## PROMPT
Report every line of the material below that contains the string "player", copying each such line in full.

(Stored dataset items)

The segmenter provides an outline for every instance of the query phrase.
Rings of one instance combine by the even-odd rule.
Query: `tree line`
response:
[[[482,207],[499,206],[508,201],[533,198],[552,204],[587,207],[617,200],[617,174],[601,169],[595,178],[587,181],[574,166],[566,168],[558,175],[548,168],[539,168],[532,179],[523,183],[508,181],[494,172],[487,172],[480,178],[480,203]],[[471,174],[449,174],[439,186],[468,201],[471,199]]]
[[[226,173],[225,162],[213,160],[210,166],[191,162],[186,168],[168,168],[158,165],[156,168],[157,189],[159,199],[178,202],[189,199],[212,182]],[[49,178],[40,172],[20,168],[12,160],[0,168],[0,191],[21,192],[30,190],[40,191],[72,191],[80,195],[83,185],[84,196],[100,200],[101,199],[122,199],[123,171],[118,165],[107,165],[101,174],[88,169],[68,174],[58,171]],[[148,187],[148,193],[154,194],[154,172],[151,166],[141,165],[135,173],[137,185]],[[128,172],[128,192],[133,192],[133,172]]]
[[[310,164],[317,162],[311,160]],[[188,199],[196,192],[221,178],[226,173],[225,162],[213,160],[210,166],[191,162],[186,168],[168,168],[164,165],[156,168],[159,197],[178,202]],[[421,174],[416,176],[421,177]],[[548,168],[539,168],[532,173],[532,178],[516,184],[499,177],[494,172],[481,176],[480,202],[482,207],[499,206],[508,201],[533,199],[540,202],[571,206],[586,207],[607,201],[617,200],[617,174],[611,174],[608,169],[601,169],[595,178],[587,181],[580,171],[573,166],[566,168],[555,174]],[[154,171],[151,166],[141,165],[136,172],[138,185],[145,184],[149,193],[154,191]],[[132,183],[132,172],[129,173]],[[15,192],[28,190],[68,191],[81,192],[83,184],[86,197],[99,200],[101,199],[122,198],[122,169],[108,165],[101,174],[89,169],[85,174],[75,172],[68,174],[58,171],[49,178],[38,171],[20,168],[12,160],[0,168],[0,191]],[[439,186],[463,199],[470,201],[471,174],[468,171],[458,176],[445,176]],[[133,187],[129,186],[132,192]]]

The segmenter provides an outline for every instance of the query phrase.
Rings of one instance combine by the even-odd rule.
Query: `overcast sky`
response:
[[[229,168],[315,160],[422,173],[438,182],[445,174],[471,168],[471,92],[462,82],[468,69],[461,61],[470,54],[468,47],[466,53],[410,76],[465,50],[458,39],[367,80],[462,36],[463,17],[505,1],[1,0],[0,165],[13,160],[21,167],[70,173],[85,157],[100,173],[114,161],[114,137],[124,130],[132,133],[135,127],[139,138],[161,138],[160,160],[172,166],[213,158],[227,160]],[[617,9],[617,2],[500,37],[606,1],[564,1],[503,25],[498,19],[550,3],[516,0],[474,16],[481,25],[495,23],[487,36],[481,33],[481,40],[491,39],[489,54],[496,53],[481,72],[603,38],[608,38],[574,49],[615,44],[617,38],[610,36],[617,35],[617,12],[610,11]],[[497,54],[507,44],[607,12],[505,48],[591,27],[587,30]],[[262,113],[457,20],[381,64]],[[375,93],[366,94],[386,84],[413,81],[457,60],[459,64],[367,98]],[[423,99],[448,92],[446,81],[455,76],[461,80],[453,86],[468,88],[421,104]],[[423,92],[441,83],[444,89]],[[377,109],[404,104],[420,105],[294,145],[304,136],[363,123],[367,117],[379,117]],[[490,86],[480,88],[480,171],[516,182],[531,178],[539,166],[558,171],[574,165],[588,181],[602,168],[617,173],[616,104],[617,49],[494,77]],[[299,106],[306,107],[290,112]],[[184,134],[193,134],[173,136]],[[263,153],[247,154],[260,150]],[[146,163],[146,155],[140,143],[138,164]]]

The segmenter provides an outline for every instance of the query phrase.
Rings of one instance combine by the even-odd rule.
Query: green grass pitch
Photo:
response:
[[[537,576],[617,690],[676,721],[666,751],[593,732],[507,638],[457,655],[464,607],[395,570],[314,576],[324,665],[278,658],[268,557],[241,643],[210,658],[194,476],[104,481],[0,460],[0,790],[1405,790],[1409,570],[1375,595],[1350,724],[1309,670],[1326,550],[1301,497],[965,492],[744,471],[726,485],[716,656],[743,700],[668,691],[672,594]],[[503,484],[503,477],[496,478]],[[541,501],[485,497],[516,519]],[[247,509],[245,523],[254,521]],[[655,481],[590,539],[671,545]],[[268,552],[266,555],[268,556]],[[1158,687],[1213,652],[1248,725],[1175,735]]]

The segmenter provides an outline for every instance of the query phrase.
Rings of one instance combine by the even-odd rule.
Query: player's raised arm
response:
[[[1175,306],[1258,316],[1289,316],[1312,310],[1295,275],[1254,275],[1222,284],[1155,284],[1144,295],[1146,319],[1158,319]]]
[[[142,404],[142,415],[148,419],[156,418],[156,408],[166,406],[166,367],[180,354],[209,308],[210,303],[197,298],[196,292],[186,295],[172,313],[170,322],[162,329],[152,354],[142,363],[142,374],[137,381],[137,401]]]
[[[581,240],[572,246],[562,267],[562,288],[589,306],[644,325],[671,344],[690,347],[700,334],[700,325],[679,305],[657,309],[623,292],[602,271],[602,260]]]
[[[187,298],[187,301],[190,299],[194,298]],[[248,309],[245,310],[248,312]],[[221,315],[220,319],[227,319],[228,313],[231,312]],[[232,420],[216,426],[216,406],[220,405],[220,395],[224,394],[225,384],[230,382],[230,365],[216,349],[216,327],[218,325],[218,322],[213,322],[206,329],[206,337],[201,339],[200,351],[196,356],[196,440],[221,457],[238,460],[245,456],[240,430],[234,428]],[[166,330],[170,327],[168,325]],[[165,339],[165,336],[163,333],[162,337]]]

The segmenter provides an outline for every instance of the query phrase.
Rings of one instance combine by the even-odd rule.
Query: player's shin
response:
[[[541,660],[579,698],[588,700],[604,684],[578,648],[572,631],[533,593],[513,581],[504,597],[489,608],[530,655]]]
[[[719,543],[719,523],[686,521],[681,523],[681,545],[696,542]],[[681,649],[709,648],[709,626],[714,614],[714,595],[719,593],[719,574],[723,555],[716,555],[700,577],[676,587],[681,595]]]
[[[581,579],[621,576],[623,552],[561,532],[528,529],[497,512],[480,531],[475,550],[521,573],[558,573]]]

## EXERCISE RESPONSE
Query: player's raised arm
Query: player's shin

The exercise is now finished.